The request
Rewrite every item below with "even-odd rule" swapped for "nonzero winding rule" and nothing else changed. Leave the pictures out.

Source material
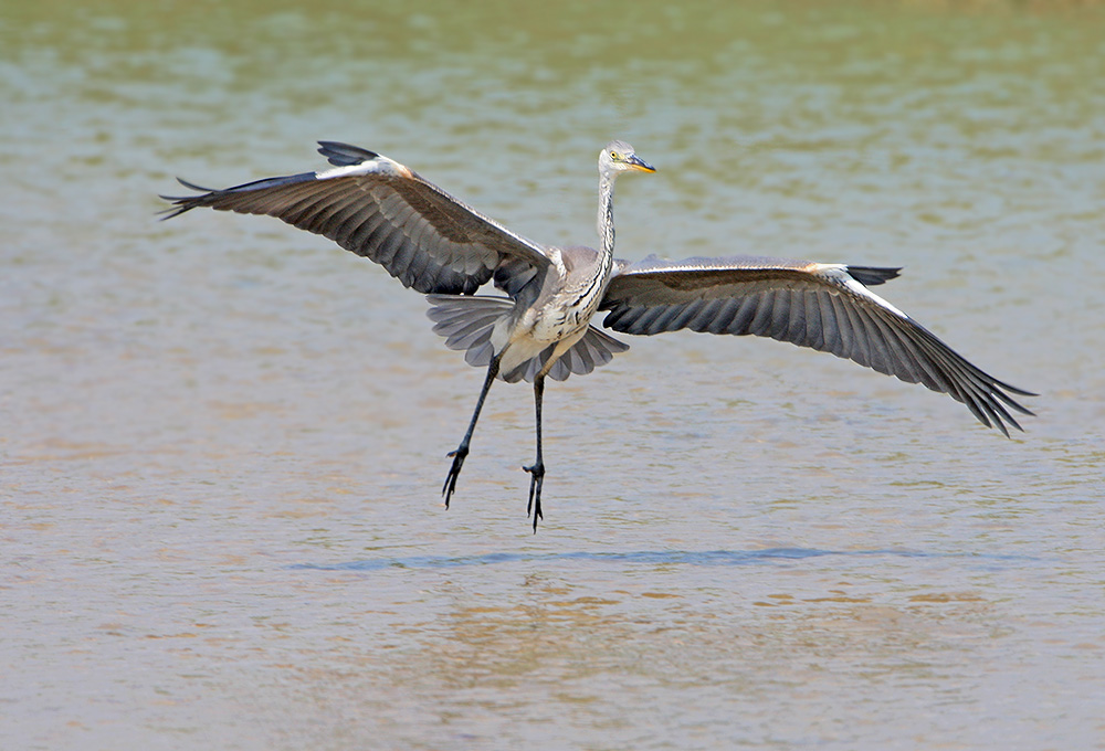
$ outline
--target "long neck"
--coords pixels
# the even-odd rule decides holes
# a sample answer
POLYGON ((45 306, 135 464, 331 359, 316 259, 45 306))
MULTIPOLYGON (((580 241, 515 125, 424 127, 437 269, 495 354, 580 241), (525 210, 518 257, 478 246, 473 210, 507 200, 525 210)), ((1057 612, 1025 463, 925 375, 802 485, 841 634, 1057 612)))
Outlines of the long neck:
POLYGON ((603 264, 614 257, 614 176, 599 171, 599 237, 602 239, 603 264))

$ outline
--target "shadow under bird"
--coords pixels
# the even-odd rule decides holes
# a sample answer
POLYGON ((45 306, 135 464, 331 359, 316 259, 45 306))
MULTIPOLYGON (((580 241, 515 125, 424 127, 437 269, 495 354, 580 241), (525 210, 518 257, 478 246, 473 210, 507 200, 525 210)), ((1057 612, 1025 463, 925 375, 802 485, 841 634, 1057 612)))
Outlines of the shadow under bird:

Response to this exercise
$ outline
--target "long neck"
--coords pixels
# the nonzero winding rule decides holes
# a sample answer
POLYGON ((45 306, 135 464, 331 359, 316 259, 45 306))
MULTIPOLYGON (((580 241, 515 125, 424 127, 437 269, 495 354, 580 241), (525 210, 518 257, 478 246, 473 210, 507 200, 525 210)), ((1057 612, 1025 463, 925 375, 802 485, 841 634, 1057 612)))
Outlines of the long neck:
POLYGON ((603 264, 614 257, 614 176, 599 171, 599 237, 602 239, 603 264))

$ outline
--target "shadow under bird"
--coords pixels
# the nonzero winding rule decides holes
# a sample answer
POLYGON ((45 306, 135 464, 331 359, 316 259, 45 306))
MULTIPOLYGON (((580 241, 515 125, 424 127, 437 269, 495 354, 580 241), (525 210, 518 257, 478 246, 473 210, 507 200, 525 210)), ((1057 612, 1025 463, 925 375, 802 485, 841 634, 1057 612)))
Outlines of the shadow under bird:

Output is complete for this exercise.